* Start Data rows *
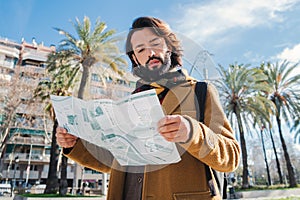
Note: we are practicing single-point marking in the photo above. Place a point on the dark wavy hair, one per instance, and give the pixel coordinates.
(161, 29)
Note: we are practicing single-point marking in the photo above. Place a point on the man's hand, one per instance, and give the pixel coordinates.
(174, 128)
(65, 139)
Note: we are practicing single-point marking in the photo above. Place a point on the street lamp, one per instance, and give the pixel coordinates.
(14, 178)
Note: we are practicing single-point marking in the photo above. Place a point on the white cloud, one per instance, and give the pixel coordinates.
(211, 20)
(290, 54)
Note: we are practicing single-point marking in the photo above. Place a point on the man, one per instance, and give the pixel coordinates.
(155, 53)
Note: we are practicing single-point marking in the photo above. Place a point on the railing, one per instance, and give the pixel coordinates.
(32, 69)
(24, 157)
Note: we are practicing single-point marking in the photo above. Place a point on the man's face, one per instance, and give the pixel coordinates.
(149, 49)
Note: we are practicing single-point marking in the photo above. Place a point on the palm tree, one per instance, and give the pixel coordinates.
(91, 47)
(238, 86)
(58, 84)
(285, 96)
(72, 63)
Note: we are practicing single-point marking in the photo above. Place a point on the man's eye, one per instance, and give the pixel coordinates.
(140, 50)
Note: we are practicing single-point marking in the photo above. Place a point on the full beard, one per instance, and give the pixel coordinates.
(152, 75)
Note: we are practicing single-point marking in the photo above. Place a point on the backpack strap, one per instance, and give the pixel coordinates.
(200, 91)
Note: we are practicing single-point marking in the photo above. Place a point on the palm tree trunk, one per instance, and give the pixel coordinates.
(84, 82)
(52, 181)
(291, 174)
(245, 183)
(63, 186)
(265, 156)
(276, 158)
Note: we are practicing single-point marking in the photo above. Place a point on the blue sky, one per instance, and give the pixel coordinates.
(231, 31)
* End Data rows *
* Start Data rows *
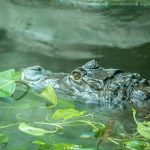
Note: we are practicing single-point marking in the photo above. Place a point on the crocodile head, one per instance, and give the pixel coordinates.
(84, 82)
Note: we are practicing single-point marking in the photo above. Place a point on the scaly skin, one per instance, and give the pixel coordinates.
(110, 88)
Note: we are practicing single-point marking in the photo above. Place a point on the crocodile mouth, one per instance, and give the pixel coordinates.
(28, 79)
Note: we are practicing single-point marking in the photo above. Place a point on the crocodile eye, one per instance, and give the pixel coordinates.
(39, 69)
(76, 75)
* End Data rows *
Please count the lines in the entries above that contain the word "palm", treating case as significant. Reply with the number only.

Task answer:
2